---- Given information
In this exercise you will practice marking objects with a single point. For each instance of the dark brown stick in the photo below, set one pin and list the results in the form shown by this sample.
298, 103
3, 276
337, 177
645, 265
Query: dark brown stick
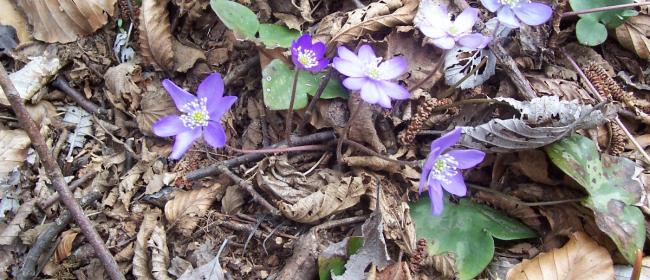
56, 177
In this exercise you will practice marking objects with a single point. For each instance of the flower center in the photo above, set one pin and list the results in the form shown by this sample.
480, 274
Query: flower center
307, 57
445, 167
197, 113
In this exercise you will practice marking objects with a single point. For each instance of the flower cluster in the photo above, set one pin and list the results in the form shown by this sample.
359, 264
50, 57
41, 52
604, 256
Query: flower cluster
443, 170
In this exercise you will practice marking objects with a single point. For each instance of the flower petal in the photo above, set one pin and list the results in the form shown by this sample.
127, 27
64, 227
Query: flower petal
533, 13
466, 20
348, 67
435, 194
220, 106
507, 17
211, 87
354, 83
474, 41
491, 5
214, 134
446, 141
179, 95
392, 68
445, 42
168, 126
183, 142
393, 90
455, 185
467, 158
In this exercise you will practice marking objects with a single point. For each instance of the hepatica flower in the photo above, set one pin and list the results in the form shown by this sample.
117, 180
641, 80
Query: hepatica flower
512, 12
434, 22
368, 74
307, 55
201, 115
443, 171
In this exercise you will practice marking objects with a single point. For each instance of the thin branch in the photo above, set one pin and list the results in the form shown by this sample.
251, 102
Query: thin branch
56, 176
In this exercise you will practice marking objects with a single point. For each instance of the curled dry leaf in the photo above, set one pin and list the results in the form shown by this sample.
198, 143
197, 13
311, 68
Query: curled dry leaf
--------
Exercise directions:
Copy out every line of the records above verbatim, leaving out the pictures.

Task answer:
In this exercise you will practice marking objects with a single point. For each instance of the dark brown stick in the photo below, set one pin and list the results in the form shown by this sample.
298, 103
3, 276
337, 177
645, 265
Query: dark brown stick
56, 177
In this exercise you will practice marking objects with a single point. For each instance of the flower center in the photo above, set one pin and list the results in the form shown by this sample.
480, 274
Query: flower center
307, 57
445, 167
197, 113
In this exercise you will practice marking objects with a single point. For each instance of the flower cluster in the photo above, set one pin and list the results in the form shown by this sample.
359, 264
50, 57
41, 52
604, 256
Query: flower cluster
443, 170
In this exercise you will practice marking objects with a single point. For each instance of the flower petal in the photo above, set one pin and list the results in the form shown by this sample.
127, 27
64, 227
Query: flower petal
533, 13
466, 20
348, 67
435, 194
220, 106
507, 17
211, 87
354, 83
474, 41
491, 5
214, 134
446, 141
179, 95
392, 68
445, 42
168, 126
183, 142
393, 90
455, 185
467, 158
In this exercise you will practice marking objects with a single point. For each instance of the hepatica flower in the photo above, set one pin and list the results in the form shown by this sample.
117, 180
641, 80
Query: hepatica flower
512, 12
434, 22
368, 74
307, 55
201, 115
443, 171
In this exercise you will practice marking objects with a single point. For each instance of the thin branch in the photo above, set one pin and list the results in the form shown by this sample.
251, 102
Query: thin branch
56, 176
In this exercise you will practice marking objects with a single point. For each instance of the curled dry leaf in the photo above, set one pin and list the results in the form shown by this sample.
198, 143
197, 13
311, 68
Query: curled dry leaf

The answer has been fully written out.